++++ DOCUMENT EXCERPT ++++
我真的会谢

I'm genuinely done / I can't even
Pronounced wǒ zhēn de huì xiè in Mandarin
2024 still popular 知乎 ★★★★★ humorworkplace

What Does 我真的会谢 Mean?

Literally 'I will genuinely thank you,' but used with dripping sarcasm to mean the opposite — something like 'I'm absolutely done,' 'I can't even,' or 'thanks, I hate it.' When life hands you an absurd, infuriating, or deeply exhausting situation, you don't rage; you just sigh and say this. Emerging around 2024, it captures the Gen-Z art of responding to chaos with resigned, self-deprecating humor rather than genuine outrage.

Origin Story

From a viral Douyin comment: someone was so exasperated by a situation they wrote '我真的会谢' (I will truly be grateful... for the chance to disappear). The 谢 (thank) creates absurd politeness in the face of total exhaustion. Used when a situation is so ridiculous the only response is defeated irony.
++++ GIVEN ENTRIES ++++
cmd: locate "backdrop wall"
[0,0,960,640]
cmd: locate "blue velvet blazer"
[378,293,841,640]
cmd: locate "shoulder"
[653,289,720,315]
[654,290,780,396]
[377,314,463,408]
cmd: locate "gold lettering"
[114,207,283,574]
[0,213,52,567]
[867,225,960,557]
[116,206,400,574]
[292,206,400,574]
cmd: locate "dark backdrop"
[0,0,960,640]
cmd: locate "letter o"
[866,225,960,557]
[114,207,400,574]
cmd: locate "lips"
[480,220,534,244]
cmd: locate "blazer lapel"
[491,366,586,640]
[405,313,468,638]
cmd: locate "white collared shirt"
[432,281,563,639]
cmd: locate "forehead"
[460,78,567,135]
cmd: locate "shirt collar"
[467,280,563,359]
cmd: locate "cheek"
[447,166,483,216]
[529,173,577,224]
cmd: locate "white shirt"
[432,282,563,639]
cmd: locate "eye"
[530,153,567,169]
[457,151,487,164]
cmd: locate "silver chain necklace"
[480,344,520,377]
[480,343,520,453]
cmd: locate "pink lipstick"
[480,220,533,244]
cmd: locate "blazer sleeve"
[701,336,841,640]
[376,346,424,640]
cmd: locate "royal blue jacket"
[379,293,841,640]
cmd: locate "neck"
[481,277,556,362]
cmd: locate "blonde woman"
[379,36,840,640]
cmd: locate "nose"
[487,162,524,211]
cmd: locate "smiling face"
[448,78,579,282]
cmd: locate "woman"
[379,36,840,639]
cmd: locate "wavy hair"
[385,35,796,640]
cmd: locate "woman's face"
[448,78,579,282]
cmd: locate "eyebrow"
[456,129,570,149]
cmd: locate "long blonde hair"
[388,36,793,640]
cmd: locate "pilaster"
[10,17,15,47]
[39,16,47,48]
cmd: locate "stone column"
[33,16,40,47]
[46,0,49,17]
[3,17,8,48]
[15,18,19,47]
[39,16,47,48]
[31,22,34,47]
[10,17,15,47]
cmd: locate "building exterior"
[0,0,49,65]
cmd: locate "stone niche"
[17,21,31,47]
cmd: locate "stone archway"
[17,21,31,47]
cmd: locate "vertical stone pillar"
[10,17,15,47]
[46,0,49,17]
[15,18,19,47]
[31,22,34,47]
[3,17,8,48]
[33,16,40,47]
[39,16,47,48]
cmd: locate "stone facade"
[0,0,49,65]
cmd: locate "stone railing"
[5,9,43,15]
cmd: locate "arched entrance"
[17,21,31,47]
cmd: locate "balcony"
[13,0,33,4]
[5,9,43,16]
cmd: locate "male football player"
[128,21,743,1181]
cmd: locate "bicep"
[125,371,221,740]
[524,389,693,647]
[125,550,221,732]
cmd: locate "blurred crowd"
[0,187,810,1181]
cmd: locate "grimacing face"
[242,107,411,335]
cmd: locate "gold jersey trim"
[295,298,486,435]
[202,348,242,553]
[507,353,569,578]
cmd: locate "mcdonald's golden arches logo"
++++
EXERCISE DESCRIPTION =>
Please retype the stretch of the slang entry from "What Does 我真的会谢" through "than genuine outrage.". The listing stands apart from the slang entry.

RESULT FOR THIS TASK =>
What Does 我真的会谢 Mean?

Literally 'I will genuinely thank you,' but used with dripping sarcasm to mean the opposite — something like 'I'm absolutely done,' 'I can't even,' or 'thanks, I hate it.' When life hands you an absurd, infuriating, or deeply exhausting situation, you don't rage; you just sigh and say this. Emerging around 2024, it captures the Gen-Z art of responding to chaos with resigned, self-deprecating humor rather than genuine outrage.